What is required> Count the lines below that contain the string "sidewalk". Reply with that number only.

Extracted material>

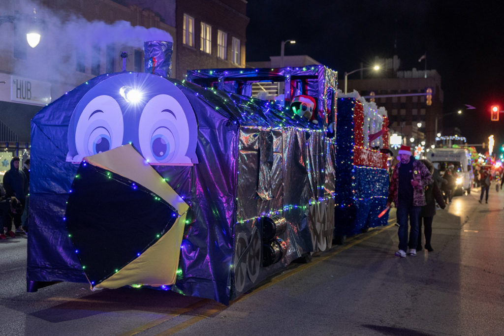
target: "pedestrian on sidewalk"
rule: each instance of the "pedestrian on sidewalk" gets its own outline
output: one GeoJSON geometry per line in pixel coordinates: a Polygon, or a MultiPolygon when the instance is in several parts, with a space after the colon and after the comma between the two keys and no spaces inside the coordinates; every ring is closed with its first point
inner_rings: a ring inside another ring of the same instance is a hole
{"type": "MultiPolygon", "coordinates": [[[[421,160],[422,163],[425,165],[431,174],[433,175],[434,166],[427,160],[421,160]]],[[[432,220],[436,214],[435,204],[437,202],[439,207],[444,209],[446,205],[443,200],[443,193],[436,181],[428,184],[425,188],[425,205],[422,207],[420,211],[420,219],[418,220],[418,241],[416,246],[417,251],[422,250],[422,224],[423,224],[423,232],[425,237],[425,249],[429,252],[434,250],[430,245],[430,239],[432,235],[432,220]]]]}
{"type": "MultiPolygon", "coordinates": [[[[8,198],[15,197],[21,202],[24,209],[25,200],[28,194],[28,181],[25,173],[19,169],[19,158],[18,157],[15,157],[11,160],[11,169],[6,172],[3,182],[6,196],[8,198]]],[[[16,232],[20,234],[25,233],[21,227],[21,214],[23,209],[20,212],[13,215],[16,232]]]]}
{"type": "Polygon", "coordinates": [[[457,173],[455,172],[453,165],[448,166],[443,177],[447,181],[443,186],[443,190],[445,192],[445,203],[451,204],[452,198],[455,192],[455,187],[457,186],[457,173]]]}
{"type": "Polygon", "coordinates": [[[0,239],[7,239],[9,236],[14,238],[16,234],[12,231],[12,216],[20,213],[23,206],[15,197],[11,197],[0,201],[0,239]],[[4,233],[4,229],[5,233],[4,233]]]}
{"type": "Polygon", "coordinates": [[[390,206],[393,201],[397,208],[399,249],[396,255],[404,258],[408,246],[408,217],[411,227],[408,253],[410,255],[416,255],[418,218],[421,208],[425,205],[425,187],[434,180],[425,165],[411,155],[409,146],[401,146],[399,154],[400,162],[392,174],[387,206],[390,206]]]}
{"type": "Polygon", "coordinates": [[[488,203],[488,190],[490,189],[490,184],[491,184],[491,181],[492,180],[492,175],[490,174],[490,172],[488,171],[488,169],[486,168],[483,168],[482,171],[481,172],[481,195],[479,196],[480,203],[483,200],[483,194],[484,192],[486,193],[486,195],[485,196],[485,203],[488,203]]]}

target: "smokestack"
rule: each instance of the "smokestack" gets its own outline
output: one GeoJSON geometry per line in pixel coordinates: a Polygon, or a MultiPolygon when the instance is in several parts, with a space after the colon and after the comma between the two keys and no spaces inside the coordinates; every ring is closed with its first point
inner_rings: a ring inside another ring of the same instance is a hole
{"type": "Polygon", "coordinates": [[[148,41],[144,43],[144,67],[146,73],[163,77],[171,74],[171,54],[173,42],[148,41]]]}

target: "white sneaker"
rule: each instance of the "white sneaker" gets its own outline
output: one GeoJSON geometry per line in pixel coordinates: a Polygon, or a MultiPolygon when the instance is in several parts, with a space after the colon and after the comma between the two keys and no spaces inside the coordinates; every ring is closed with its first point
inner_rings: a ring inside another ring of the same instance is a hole
{"type": "Polygon", "coordinates": [[[401,257],[401,258],[406,257],[406,252],[404,252],[402,250],[399,250],[396,252],[396,256],[401,257]]]}

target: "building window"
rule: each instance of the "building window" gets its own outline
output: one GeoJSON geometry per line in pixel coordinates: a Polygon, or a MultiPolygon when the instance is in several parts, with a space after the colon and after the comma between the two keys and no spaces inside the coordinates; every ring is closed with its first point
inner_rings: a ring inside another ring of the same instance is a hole
{"type": "Polygon", "coordinates": [[[144,72],[144,55],[141,50],[135,51],[135,72],[144,72]]]}
{"type": "Polygon", "coordinates": [[[91,56],[91,75],[97,76],[100,75],[100,53],[101,51],[100,47],[96,46],[93,48],[91,56]]]}
{"type": "Polygon", "coordinates": [[[194,46],[194,19],[187,14],[184,14],[182,24],[182,43],[190,47],[194,46]]]}
{"type": "Polygon", "coordinates": [[[217,57],[227,59],[227,33],[217,30],[217,57]]]}
{"type": "Polygon", "coordinates": [[[115,46],[113,44],[107,45],[107,63],[105,71],[107,74],[115,70],[115,46]]]}
{"type": "Polygon", "coordinates": [[[207,53],[212,53],[212,26],[204,22],[201,23],[201,45],[200,50],[207,53]]]}
{"type": "Polygon", "coordinates": [[[240,40],[236,37],[233,38],[233,47],[231,50],[233,59],[231,61],[234,64],[240,64],[240,40]]]}
{"type": "Polygon", "coordinates": [[[80,73],[86,72],[86,54],[84,51],[78,50],[75,55],[75,70],[80,73]]]}

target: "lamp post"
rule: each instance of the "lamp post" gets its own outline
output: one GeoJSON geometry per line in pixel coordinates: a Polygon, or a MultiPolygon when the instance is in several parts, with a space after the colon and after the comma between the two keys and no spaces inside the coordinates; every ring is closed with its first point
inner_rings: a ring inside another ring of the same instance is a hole
{"type": "Polygon", "coordinates": [[[280,44],[280,68],[283,68],[283,56],[285,51],[285,43],[289,42],[293,44],[296,43],[296,41],[294,40],[287,40],[287,41],[282,41],[280,44]]]}
{"type": "Polygon", "coordinates": [[[354,73],[356,73],[357,71],[360,71],[361,70],[367,70],[368,69],[373,69],[373,70],[380,70],[380,65],[374,65],[374,66],[366,66],[365,68],[361,68],[360,69],[356,69],[355,70],[352,70],[349,73],[346,72],[345,72],[345,94],[347,94],[347,79],[349,75],[351,75],[354,73]]]}
{"type": "MultiPolygon", "coordinates": [[[[34,14],[36,14],[34,10],[34,14]]],[[[0,16],[0,26],[4,23],[9,22],[10,23],[15,23],[16,21],[19,20],[19,18],[13,15],[2,15],[0,16]]],[[[35,21],[35,18],[33,21],[35,21]]],[[[36,31],[32,30],[29,30],[26,34],[26,41],[32,48],[35,48],[38,45],[40,41],[40,34],[36,31]]]]}

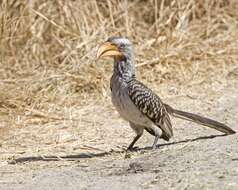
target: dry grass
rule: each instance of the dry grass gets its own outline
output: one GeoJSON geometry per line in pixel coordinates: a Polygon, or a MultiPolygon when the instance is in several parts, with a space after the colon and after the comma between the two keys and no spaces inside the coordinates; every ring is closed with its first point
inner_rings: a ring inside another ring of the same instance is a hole
{"type": "Polygon", "coordinates": [[[111,64],[94,61],[108,36],[134,42],[148,83],[227,74],[238,61],[237,10],[236,0],[1,1],[0,132],[24,128],[35,140],[54,133],[53,121],[87,118],[108,97],[111,64]]]}

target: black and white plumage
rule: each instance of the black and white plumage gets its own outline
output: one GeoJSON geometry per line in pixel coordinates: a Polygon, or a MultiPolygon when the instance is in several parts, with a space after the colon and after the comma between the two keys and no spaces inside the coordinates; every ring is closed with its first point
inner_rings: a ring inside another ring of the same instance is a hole
{"type": "Polygon", "coordinates": [[[173,136],[170,116],[193,121],[225,134],[235,133],[223,123],[176,110],[164,104],[151,89],[136,79],[133,47],[127,38],[109,38],[97,52],[97,58],[102,57],[114,58],[113,75],[110,81],[112,103],[121,117],[127,120],[136,132],[136,137],[128,149],[133,148],[144,130],[155,136],[153,148],[156,147],[159,138],[168,141],[173,136]]]}

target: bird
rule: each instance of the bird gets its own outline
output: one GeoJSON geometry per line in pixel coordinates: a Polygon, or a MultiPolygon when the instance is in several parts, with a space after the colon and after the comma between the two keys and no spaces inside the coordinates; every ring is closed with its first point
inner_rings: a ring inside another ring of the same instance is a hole
{"type": "Polygon", "coordinates": [[[112,104],[136,133],[127,150],[134,149],[135,143],[144,131],[154,136],[152,149],[157,147],[159,138],[169,141],[173,136],[171,117],[189,120],[226,135],[236,133],[223,123],[171,107],[149,87],[137,80],[133,44],[128,38],[109,37],[103,42],[97,50],[96,60],[106,57],[114,59],[110,80],[112,104]]]}

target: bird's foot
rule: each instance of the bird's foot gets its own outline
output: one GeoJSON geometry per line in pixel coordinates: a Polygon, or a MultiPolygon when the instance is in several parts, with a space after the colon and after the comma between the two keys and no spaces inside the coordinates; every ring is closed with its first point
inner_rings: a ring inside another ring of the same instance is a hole
{"type": "Polygon", "coordinates": [[[127,148],[127,151],[136,151],[136,150],[138,150],[139,149],[139,147],[138,146],[129,146],[128,148],[127,148]]]}

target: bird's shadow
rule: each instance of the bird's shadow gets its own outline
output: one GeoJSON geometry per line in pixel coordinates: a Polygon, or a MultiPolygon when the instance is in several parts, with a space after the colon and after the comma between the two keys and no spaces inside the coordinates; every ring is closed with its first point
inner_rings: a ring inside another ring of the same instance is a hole
{"type": "MultiPolygon", "coordinates": [[[[159,144],[157,148],[161,148],[163,146],[171,146],[176,144],[182,144],[187,142],[194,142],[194,141],[200,141],[200,140],[206,140],[206,139],[212,139],[216,137],[223,137],[227,136],[226,134],[221,135],[209,135],[209,136],[201,136],[194,139],[185,139],[181,141],[171,142],[171,143],[164,143],[159,144]]],[[[151,150],[151,147],[143,147],[143,148],[136,148],[132,150],[132,152],[138,152],[142,150],[151,150]]],[[[24,162],[34,162],[34,161],[76,161],[80,159],[86,159],[86,158],[96,158],[96,157],[104,157],[107,155],[110,155],[112,153],[121,154],[121,153],[128,153],[126,150],[121,151],[108,151],[108,152],[101,152],[101,153],[81,153],[81,154],[72,154],[72,155],[66,155],[66,156],[29,156],[29,157],[20,157],[13,160],[9,160],[8,164],[17,164],[17,163],[24,163],[24,162]]]]}

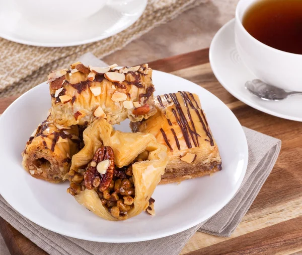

Exercise output> 2